*WHAT THE TASK REQUIRES*
A single number is expected: the count of lines in the entries below that contain "flag".

*Saved entries*
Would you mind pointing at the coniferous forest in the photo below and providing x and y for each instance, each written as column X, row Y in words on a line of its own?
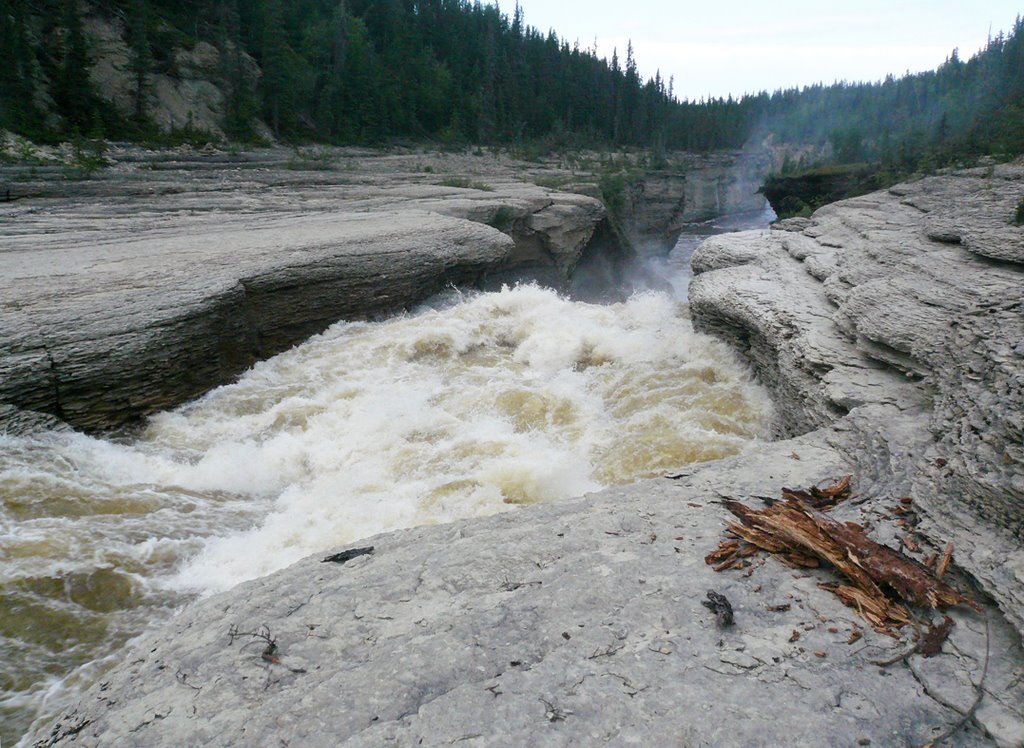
column 453, row 71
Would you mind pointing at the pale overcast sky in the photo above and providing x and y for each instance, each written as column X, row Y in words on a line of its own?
column 720, row 47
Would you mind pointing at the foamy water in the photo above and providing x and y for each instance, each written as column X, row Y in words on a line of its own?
column 475, row 407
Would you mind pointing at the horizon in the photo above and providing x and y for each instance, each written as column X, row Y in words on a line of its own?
column 794, row 44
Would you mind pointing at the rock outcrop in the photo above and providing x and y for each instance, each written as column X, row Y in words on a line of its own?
column 578, row 623
column 893, row 356
column 898, row 320
column 658, row 204
column 157, row 280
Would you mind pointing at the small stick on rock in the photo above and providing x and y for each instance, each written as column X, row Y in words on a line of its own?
column 721, row 607
column 347, row 555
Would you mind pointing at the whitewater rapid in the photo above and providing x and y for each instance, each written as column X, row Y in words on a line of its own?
column 463, row 408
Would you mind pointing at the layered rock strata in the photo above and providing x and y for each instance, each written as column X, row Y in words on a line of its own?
column 902, row 309
column 659, row 203
column 578, row 623
column 582, row 623
column 155, row 281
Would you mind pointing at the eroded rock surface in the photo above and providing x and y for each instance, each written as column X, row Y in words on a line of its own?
column 904, row 309
column 660, row 203
column 578, row 623
column 158, row 279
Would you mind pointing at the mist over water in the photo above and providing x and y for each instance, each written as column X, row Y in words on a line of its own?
column 469, row 406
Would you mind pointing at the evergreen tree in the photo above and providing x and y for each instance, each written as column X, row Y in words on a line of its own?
column 74, row 89
column 139, row 58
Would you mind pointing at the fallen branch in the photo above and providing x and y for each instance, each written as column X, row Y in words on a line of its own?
column 882, row 580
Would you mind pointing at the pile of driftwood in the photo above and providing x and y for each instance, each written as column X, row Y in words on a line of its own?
column 879, row 581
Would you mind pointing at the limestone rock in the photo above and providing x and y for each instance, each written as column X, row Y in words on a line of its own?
column 889, row 309
column 577, row 623
column 660, row 203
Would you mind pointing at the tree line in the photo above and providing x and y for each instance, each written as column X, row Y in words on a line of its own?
column 455, row 71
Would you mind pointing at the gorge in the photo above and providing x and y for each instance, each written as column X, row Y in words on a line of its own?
column 584, row 618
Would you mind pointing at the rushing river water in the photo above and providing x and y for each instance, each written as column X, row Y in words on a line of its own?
column 466, row 407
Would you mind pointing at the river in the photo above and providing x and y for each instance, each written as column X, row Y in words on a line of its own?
column 470, row 405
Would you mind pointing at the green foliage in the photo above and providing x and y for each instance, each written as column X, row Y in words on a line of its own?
column 85, row 159
column 460, row 72
column 464, row 182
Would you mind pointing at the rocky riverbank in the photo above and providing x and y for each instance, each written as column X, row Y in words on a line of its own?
column 170, row 273
column 889, row 329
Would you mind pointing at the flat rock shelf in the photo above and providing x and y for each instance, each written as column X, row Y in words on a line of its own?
column 889, row 329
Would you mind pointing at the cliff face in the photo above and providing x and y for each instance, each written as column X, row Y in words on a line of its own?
column 898, row 320
column 660, row 203
column 176, row 276
column 889, row 328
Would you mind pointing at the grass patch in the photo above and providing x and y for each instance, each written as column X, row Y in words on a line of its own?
column 502, row 218
column 463, row 182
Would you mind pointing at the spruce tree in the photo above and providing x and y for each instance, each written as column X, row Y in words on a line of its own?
column 74, row 89
column 139, row 58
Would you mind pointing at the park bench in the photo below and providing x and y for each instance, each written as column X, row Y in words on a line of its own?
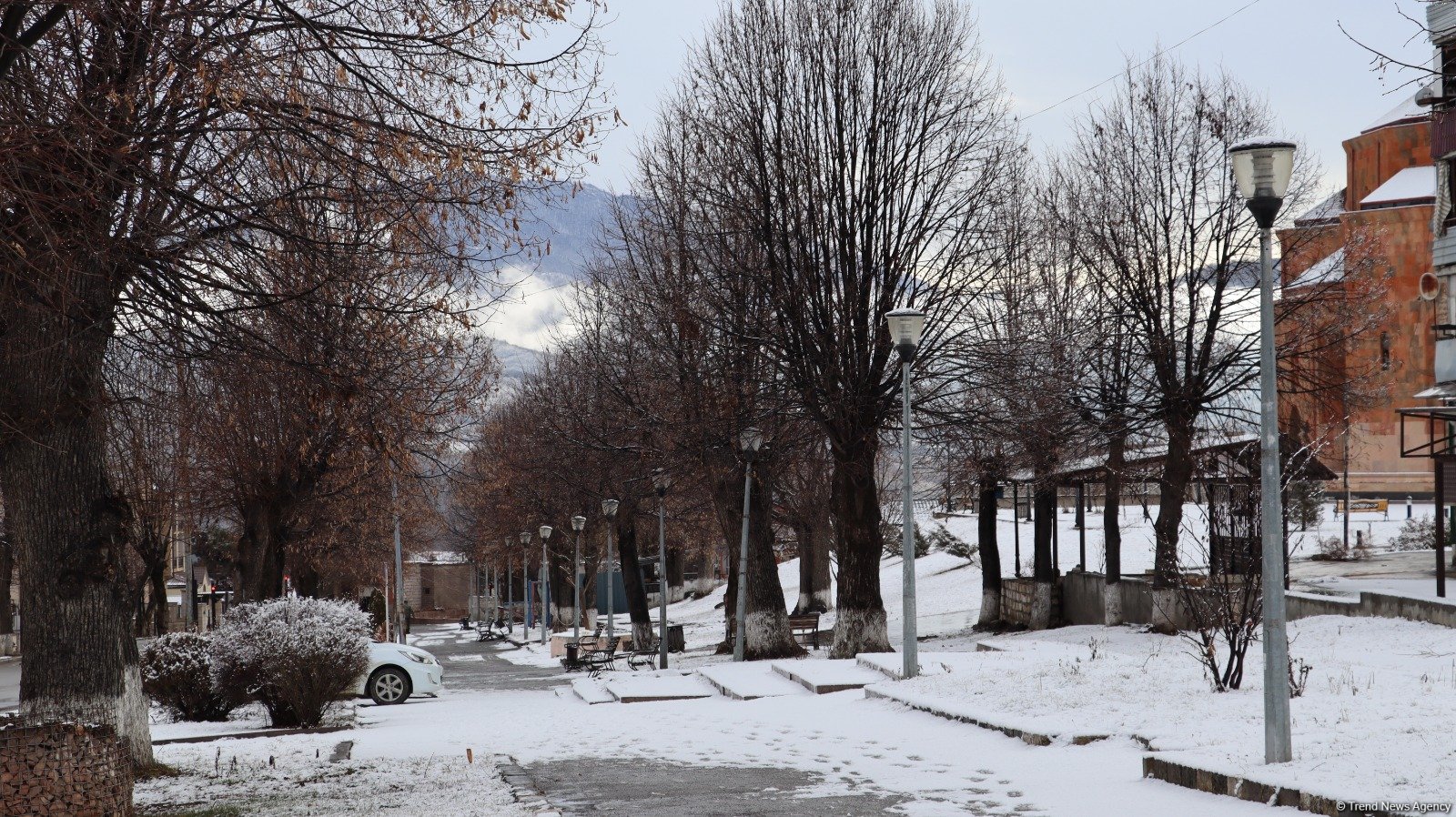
column 642, row 657
column 807, row 622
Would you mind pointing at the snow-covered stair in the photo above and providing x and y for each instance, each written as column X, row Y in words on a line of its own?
column 749, row 681
column 834, row 674
column 669, row 686
column 893, row 663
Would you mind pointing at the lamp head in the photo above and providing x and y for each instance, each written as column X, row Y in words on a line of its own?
column 750, row 441
column 906, row 325
column 1263, row 167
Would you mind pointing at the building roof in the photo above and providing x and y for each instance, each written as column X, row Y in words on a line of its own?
column 1409, row 109
column 1325, row 271
column 1327, row 210
column 1410, row 186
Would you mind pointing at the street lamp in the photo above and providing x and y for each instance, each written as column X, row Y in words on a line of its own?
column 545, row 532
column 906, row 327
column 577, row 523
column 609, row 509
column 662, row 482
column 750, row 440
column 526, row 584
column 1261, row 169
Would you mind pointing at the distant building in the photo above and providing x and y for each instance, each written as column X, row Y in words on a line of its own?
column 1380, row 225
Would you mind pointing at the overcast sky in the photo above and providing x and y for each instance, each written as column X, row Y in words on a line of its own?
column 1321, row 85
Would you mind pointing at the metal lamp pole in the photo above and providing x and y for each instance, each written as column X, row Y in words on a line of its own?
column 399, row 565
column 1261, row 169
column 609, row 509
column 577, row 523
column 749, row 443
column 526, row 584
column 906, row 327
column 545, row 533
column 662, row 482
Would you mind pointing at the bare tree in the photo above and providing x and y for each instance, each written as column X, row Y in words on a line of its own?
column 150, row 152
column 858, row 146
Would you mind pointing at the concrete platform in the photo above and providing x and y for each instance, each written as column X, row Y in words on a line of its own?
column 662, row 688
column 749, row 681
column 823, row 678
column 893, row 663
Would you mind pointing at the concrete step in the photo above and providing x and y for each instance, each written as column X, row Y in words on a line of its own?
column 749, row 681
column 823, row 678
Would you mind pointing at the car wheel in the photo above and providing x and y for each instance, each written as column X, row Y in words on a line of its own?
column 389, row 685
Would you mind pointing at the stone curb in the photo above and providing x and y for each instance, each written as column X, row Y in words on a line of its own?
column 524, row 790
column 1034, row 739
column 257, row 732
column 1252, row 791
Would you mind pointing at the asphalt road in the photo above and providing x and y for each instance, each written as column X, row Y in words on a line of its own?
column 621, row 788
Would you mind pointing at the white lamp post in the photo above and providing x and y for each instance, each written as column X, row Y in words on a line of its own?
column 609, row 509
column 577, row 523
column 545, row 532
column 750, row 440
column 1263, row 169
column 662, row 482
column 906, row 327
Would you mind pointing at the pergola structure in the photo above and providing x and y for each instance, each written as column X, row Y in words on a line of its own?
column 1229, row 474
column 1439, row 446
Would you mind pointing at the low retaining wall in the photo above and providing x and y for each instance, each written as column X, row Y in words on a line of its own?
column 1016, row 600
column 1252, row 791
column 63, row 771
column 1375, row 605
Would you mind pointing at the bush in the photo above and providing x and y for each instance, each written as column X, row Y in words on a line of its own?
column 296, row 656
column 943, row 540
column 892, row 535
column 178, row 674
column 1417, row 533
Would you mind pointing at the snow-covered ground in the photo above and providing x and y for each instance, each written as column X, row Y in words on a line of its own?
column 1366, row 725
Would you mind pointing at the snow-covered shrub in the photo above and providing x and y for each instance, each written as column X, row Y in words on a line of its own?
column 1417, row 533
column 892, row 535
column 296, row 656
column 943, row 540
column 178, row 674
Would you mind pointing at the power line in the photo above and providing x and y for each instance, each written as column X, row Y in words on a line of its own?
column 1157, row 55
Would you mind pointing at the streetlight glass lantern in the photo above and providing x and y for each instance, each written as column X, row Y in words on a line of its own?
column 1263, row 166
column 906, row 327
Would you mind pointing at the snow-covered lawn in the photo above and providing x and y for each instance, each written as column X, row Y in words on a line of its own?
column 1373, row 721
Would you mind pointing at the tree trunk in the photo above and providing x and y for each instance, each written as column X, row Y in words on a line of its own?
column 814, row 586
column 861, row 623
column 990, row 555
column 1111, row 533
column 632, row 574
column 1043, row 571
column 259, row 552
column 6, row 569
column 70, row 528
column 1174, row 489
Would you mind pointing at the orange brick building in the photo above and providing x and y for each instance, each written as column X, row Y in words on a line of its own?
column 1373, row 237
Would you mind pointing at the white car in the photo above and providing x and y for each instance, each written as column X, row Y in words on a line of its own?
column 397, row 671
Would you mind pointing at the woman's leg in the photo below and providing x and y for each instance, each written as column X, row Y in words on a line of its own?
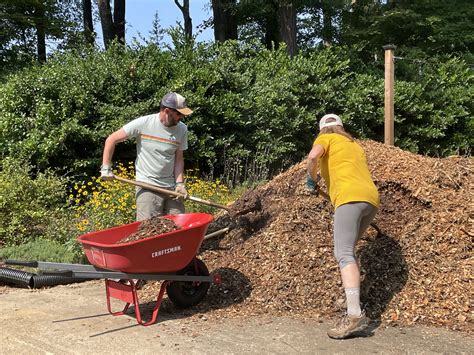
column 350, row 222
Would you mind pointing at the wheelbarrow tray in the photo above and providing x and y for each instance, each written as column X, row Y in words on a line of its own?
column 162, row 253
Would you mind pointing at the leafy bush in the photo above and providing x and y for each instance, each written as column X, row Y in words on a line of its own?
column 99, row 204
column 29, row 205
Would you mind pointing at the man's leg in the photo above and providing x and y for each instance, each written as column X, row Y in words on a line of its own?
column 149, row 204
column 173, row 206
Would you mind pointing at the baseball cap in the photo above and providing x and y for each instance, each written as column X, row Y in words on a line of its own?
column 323, row 123
column 177, row 102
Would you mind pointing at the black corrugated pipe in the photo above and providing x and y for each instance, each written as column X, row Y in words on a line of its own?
column 16, row 277
column 27, row 279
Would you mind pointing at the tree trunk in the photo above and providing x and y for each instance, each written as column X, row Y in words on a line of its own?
column 88, row 22
column 40, row 33
column 287, row 25
column 272, row 36
column 327, row 33
column 106, row 21
column 225, row 25
column 119, row 20
column 41, row 43
column 188, row 23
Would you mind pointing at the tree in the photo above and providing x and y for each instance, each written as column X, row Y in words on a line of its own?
column 88, row 22
column 287, row 25
column 113, row 28
column 27, row 24
column 224, row 20
column 188, row 23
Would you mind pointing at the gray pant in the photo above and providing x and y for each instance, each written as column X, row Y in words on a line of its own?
column 150, row 204
column 351, row 220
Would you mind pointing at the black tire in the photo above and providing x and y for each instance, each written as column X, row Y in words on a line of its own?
column 186, row 294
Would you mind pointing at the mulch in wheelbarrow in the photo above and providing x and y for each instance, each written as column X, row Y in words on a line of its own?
column 151, row 227
column 416, row 268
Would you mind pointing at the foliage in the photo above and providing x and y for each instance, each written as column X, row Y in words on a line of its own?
column 41, row 249
column 21, row 21
column 29, row 205
column 99, row 204
column 255, row 109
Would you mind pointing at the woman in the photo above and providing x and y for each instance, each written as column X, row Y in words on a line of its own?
column 355, row 199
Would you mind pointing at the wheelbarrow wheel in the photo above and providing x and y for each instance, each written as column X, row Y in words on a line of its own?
column 186, row 294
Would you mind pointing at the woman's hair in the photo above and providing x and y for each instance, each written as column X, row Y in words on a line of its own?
column 336, row 129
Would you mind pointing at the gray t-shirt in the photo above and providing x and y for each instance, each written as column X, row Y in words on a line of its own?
column 156, row 148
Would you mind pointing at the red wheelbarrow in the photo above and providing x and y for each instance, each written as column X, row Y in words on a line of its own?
column 169, row 257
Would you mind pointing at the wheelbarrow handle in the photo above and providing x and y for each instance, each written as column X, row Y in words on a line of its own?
column 161, row 190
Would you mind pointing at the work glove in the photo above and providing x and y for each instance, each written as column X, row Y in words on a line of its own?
column 106, row 173
column 181, row 188
column 311, row 185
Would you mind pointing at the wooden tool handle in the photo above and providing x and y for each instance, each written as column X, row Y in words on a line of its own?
column 162, row 190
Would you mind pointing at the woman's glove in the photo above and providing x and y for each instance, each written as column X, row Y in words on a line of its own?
column 106, row 173
column 311, row 185
column 181, row 188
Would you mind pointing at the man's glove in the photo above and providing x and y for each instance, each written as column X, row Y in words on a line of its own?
column 181, row 188
column 106, row 173
column 311, row 185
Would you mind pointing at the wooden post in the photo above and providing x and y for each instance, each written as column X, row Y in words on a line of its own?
column 389, row 93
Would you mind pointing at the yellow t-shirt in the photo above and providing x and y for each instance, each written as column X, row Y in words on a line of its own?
column 345, row 171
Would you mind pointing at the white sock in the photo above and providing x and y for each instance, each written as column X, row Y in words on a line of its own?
column 353, row 301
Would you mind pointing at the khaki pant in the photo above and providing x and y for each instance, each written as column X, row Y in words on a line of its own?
column 150, row 204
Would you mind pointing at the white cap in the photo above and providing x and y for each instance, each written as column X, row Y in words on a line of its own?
column 323, row 123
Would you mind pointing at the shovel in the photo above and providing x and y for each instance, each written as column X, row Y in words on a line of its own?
column 155, row 188
column 161, row 190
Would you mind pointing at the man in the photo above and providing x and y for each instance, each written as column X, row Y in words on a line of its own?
column 161, row 140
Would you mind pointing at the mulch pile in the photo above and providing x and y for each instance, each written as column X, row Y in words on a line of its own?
column 416, row 260
column 151, row 227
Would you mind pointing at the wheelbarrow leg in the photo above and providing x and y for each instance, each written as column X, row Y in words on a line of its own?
column 155, row 309
column 117, row 290
column 128, row 294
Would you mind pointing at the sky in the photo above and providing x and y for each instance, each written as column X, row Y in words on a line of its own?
column 139, row 15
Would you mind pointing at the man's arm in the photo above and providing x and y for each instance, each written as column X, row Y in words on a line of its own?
column 109, row 146
column 179, row 166
column 179, row 173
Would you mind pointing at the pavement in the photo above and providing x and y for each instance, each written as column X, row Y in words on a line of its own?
column 73, row 319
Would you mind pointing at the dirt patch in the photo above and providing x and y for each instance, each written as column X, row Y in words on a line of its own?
column 151, row 227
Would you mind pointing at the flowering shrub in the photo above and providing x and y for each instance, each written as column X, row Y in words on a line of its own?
column 102, row 204
column 99, row 204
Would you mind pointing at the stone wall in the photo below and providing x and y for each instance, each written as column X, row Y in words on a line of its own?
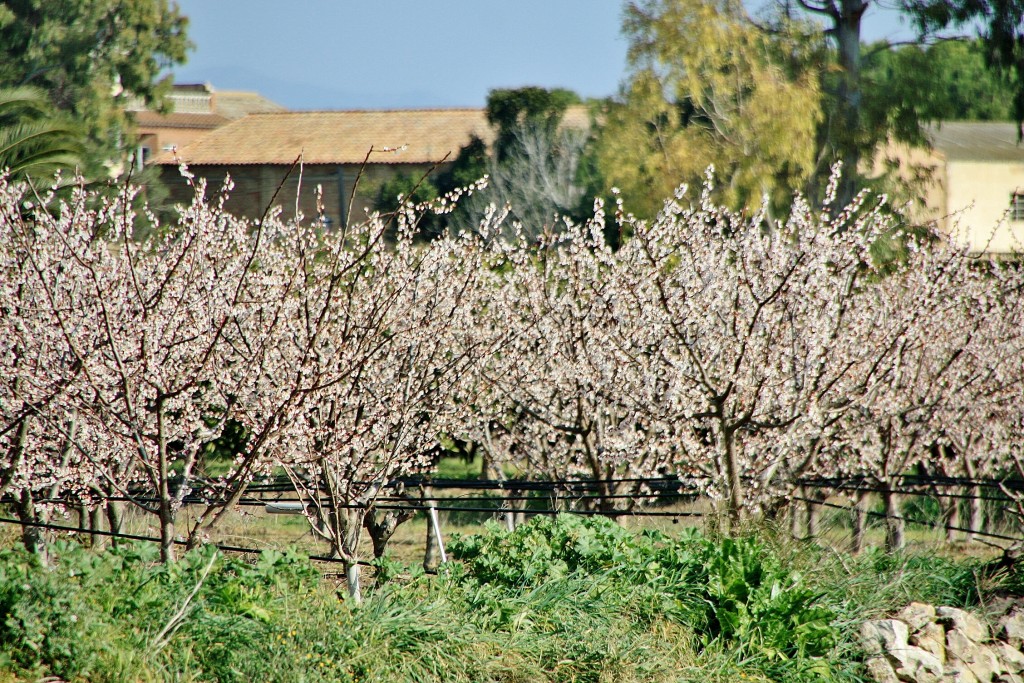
column 928, row 644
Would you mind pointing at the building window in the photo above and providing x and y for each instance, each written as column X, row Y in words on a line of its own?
column 1017, row 206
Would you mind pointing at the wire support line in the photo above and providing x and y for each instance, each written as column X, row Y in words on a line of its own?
column 152, row 539
column 528, row 511
column 906, row 492
column 910, row 520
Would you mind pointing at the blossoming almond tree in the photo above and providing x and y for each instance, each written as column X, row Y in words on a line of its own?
column 383, row 333
column 560, row 410
column 756, row 329
column 150, row 326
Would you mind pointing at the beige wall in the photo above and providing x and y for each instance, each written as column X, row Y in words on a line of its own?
column 977, row 200
column 255, row 187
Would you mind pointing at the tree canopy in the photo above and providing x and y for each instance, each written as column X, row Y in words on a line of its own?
column 708, row 87
column 91, row 56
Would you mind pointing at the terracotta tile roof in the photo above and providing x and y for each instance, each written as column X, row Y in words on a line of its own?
column 337, row 137
column 174, row 120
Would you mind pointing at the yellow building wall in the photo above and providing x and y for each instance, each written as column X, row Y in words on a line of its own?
column 978, row 196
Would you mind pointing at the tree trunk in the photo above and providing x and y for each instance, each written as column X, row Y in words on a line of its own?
column 813, row 517
column 797, row 518
column 895, row 524
column 32, row 537
column 734, row 494
column 114, row 520
column 859, row 514
column 166, row 517
column 950, row 516
column 431, row 551
column 977, row 513
column 96, row 524
column 847, row 34
column 352, row 577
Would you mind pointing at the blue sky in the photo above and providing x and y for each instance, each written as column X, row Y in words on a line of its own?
column 311, row 54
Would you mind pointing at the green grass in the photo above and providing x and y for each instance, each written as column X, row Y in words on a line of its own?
column 559, row 599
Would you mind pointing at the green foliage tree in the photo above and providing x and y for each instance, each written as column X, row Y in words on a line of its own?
column 947, row 81
column 90, row 56
column 1001, row 35
column 34, row 141
column 530, row 107
column 708, row 87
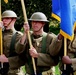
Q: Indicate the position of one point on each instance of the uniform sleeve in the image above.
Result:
(74, 63)
(46, 60)
(55, 46)
(19, 48)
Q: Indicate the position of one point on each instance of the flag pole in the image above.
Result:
(30, 43)
(1, 36)
(65, 50)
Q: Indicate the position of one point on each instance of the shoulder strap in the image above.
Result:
(44, 43)
(12, 44)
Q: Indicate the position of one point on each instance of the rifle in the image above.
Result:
(68, 71)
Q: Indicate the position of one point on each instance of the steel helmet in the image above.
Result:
(38, 16)
(9, 13)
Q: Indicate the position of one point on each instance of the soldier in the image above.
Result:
(70, 58)
(44, 49)
(9, 39)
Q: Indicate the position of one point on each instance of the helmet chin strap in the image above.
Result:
(8, 24)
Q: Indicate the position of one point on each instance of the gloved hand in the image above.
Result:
(66, 60)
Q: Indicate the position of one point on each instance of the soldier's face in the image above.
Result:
(6, 21)
(37, 25)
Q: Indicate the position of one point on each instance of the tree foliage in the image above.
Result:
(31, 7)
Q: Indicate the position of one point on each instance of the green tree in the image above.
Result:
(31, 7)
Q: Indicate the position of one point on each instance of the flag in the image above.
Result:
(6, 1)
(68, 18)
(56, 9)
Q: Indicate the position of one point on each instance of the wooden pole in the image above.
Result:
(30, 43)
(1, 48)
(65, 50)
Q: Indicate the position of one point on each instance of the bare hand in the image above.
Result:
(1, 24)
(3, 58)
(66, 60)
(33, 52)
(26, 27)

*OUTPUT*
2